DESCRIPTION OF THE TASK => Print back every record below, exactly as it stands.

EXCERPTED DATA =>

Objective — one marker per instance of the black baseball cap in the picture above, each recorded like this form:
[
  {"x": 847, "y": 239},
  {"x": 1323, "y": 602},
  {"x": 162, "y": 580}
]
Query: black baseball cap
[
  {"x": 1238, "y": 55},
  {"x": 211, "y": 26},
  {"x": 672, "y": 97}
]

TASK OUTPUT =>
Objective — one marker per instance of the black baseball cap in the picture above, each recorded like this form:
[
  {"x": 847, "y": 239},
  {"x": 1323, "y": 602},
  {"x": 162, "y": 580}
]
Query: black baseball cap
[
  {"x": 1238, "y": 55},
  {"x": 211, "y": 26},
  {"x": 672, "y": 97}
]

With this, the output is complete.